**** Текст отрывка
«— Пусть она публично признает, что граф промотал свое имение и оно теперь выкуплено и принадлежит Вере Львовне. Тогда только я откажусь от пая на сына…
Узнав об этом, — продолжала Татьяна Калашникова, — Вера Львовна сказала, что пусть она лучше возьмет эти деньги, чем вся округа узнает, что отец банкрот, и позор ляжет на сыновей»{74}.
Сам Толстой позднее говорил, что при разделе имущества ему «выбросили собачий кусок»: он получил 30 тысяч рублей и ни одной десятины земли.
Несколько иначе история получения Алексеем Толстым наследства выглядит в мемуарах М. Л. Тургеневой:
«От Саши я слышала, что, когда его тело привезли из-за границы (умер в Ницце 9 февраля 1900 года, хоронили в Самаре 27 февраля) в Самару, Саша и Алеша были в церкви, но никто к ним не подошел, ни графиня, ни дети. Графиня только заторопилась, первая сделала предложение о выдаче Алеше деньгами, боясь, как рассказывал ее поверенный Саше, что Саша наравне с другими детьми потребует выдела для Алеши. Саша не стала возбуждать никаких исков и удовлетворилась тем, что дали, хотя все говорили, что это мало против других детей. «И то хорошо, — говорила мне Саша, — что сами, без всяких споров дают. Может, и мало, а ты подумай — иск, скандал, общие дела с графиней… Нет, так лучше. Я думаю, Алеша за это меня не попрекнет». — «Думаю, что поймет», — старалась я ее успокоить. Это ее, видимо, волновало, как Алеша будет думать, когда будет большой»{75}.
Алеша если не попрекнул, то поворчал. Но гораздо важнее денег было получение Толстым в 1901 году официальных документов, подтверждающих его фамилию и графский титул. Отныне, став полноправным подданным империи, он, кажется, в душе был счастлив и горд, но его демократичную и некогда с радостью расставшуюся с графским званием мать это отнюдь не радовало:
«К сожалению, так сложились обстоятельства, что тебе особенно надо беречься этого страшно ненавистного всем порядочным людям положения. Твой титул, твое состояние, карьера, внешность, наконец, — большей частью поставят тебя в положение более сильного, и потому мне особенно страшно, что у тебя разовьется неравное отношение к окружающим, а это может привести к тому, что кроме кучки людей, окружающей тебя и тебе льстящей, ты потеряешь уважение большинства людей, таких людей, для которых происхождение не есть сила… Мне кажется, что твой титул, твоя одежда и 100 рублей в месяц мешают пока найти самую симпатичную часть студенчества, нуждающуюся, пробивающуюся в жизни своими силами»{76}.
Как следует из этого письма, Толстой в это время уже был студентом. В 1901 году, закончив реальное училище, он уехал в Петербург — город, который сыграет огромную роль в его жизни и творчестве, станет местом действия его романов и повестей; правда, Москва, через которую он ехал в столицу империи, поначалу понравилась ему больше. «Город русский, все нараспашку, все красиво, блестяще, мило и радушно», — писал он отчиму 20 июня 1901 года{77}.
********
* _Задание_
Ответьте по отрывку об Алексее Толстом на три вопроса, пометив ответы так же:
(a) Что получил Толстой при разделе имущества?
(b) В каком году он получил документы, подтверждающие его фамилию и графский титул?
(c) В какой город он уехал, окончив реальное училище?
**** Исходные данные
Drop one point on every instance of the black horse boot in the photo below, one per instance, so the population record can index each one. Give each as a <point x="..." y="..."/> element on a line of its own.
********
* _Ответ_
(a) 30 тысяч рублей и ни одной десятины земли.
(b) В 1901 году.
(c) В Петербург.